Records for processing below:

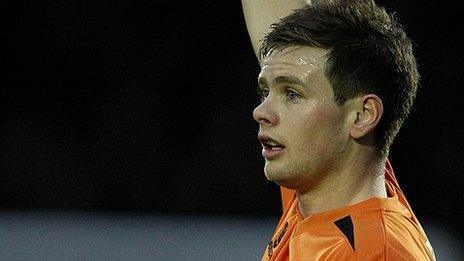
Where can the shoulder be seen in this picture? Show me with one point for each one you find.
(392, 235)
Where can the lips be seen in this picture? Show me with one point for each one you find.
(271, 148)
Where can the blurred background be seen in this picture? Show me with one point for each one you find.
(126, 131)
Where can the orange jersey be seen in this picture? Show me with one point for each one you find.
(375, 229)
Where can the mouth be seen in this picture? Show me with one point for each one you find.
(271, 148)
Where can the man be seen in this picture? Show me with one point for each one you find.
(337, 80)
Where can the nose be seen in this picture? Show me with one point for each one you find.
(265, 115)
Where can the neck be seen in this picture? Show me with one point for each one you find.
(357, 179)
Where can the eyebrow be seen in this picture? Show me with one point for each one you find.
(282, 79)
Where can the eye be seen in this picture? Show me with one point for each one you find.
(292, 95)
(263, 93)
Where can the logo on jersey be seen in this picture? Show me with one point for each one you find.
(274, 243)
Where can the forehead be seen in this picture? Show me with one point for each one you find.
(300, 61)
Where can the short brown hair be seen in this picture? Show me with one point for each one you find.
(369, 52)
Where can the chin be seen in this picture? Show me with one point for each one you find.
(278, 176)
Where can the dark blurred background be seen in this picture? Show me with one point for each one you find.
(142, 107)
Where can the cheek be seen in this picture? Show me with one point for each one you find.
(318, 131)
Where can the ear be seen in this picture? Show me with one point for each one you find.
(369, 110)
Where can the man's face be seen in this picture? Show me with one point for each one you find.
(303, 130)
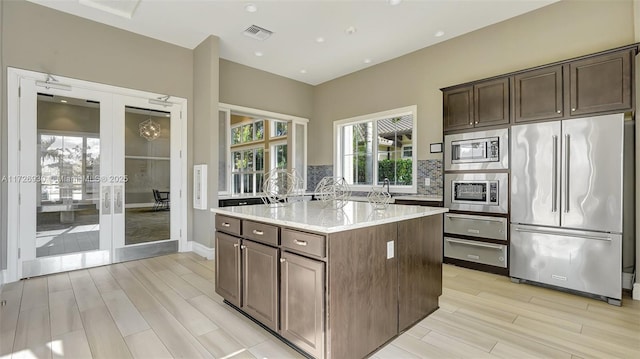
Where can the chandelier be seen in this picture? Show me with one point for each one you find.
(149, 129)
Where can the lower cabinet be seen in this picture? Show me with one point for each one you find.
(252, 286)
(228, 267)
(260, 282)
(302, 302)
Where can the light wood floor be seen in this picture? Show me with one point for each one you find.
(166, 307)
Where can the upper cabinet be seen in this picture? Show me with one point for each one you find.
(593, 84)
(483, 104)
(491, 102)
(601, 84)
(458, 108)
(538, 94)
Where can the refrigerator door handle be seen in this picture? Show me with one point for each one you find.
(567, 156)
(566, 234)
(554, 173)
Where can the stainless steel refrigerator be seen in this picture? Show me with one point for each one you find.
(566, 204)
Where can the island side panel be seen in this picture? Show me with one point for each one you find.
(420, 268)
(362, 291)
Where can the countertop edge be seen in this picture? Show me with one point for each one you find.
(335, 229)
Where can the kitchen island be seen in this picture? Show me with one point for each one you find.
(336, 283)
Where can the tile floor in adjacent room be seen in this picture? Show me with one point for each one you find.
(166, 307)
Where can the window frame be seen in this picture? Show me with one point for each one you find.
(292, 131)
(253, 172)
(338, 155)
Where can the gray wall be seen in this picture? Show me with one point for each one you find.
(205, 132)
(556, 32)
(40, 39)
(245, 86)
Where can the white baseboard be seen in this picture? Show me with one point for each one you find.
(202, 250)
(627, 280)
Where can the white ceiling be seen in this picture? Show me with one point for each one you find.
(383, 31)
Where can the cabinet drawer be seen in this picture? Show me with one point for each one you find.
(228, 224)
(260, 232)
(476, 226)
(478, 252)
(307, 243)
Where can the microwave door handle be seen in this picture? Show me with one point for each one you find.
(554, 174)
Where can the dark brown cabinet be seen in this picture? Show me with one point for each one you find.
(483, 104)
(417, 259)
(538, 94)
(260, 282)
(458, 108)
(302, 302)
(228, 267)
(601, 83)
(491, 102)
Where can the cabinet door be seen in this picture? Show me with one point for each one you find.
(302, 302)
(458, 108)
(491, 102)
(601, 84)
(419, 268)
(228, 267)
(538, 94)
(260, 283)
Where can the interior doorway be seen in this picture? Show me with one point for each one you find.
(97, 174)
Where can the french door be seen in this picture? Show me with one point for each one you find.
(89, 162)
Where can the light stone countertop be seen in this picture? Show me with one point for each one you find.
(313, 216)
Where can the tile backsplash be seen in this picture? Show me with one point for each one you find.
(431, 169)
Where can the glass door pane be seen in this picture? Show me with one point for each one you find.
(67, 183)
(147, 167)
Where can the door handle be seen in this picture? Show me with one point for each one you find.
(475, 244)
(536, 231)
(567, 164)
(554, 174)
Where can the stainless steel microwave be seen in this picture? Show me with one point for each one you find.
(477, 150)
(477, 192)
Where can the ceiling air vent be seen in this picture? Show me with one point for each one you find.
(257, 32)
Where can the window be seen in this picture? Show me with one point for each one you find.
(375, 147)
(247, 172)
(407, 151)
(278, 128)
(247, 132)
(253, 142)
(279, 156)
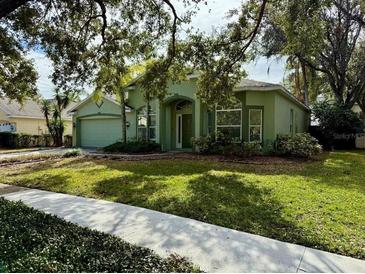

End of Records for processing.

## What the task requires
Leaving the pictures out, set down exactly the lines from the one with "Where can the french" through the end of the records.

## Problem solution
Where can the french door be seen in this picture? Show me with one point for each one you find.
(89, 162)
Where can the light stone countertop be seen in this picture? Show me with one point for each one you find.
(313, 216)
Where can the tile backsplash be seen in this picture? Show me with one point for each one you find.
(431, 169)
Where can the glass door pane be seen in this picture? Show me with one point for each one you find.
(67, 183)
(147, 167)
Where can the door handle be seen in this picture? Show me with one point for each one you find.
(475, 244)
(536, 231)
(567, 164)
(554, 174)
Where can the stainless steel microwave be seen in this picture? Show me with one point for each one you find.
(477, 150)
(477, 192)
Where can the ceiling air vent be seen in this picture? Show me with one point for each one you find.
(257, 32)
Where can the window be seen in this picture? Show me with one point for each one you find.
(375, 147)
(247, 172)
(407, 151)
(278, 128)
(247, 132)
(253, 142)
(279, 156)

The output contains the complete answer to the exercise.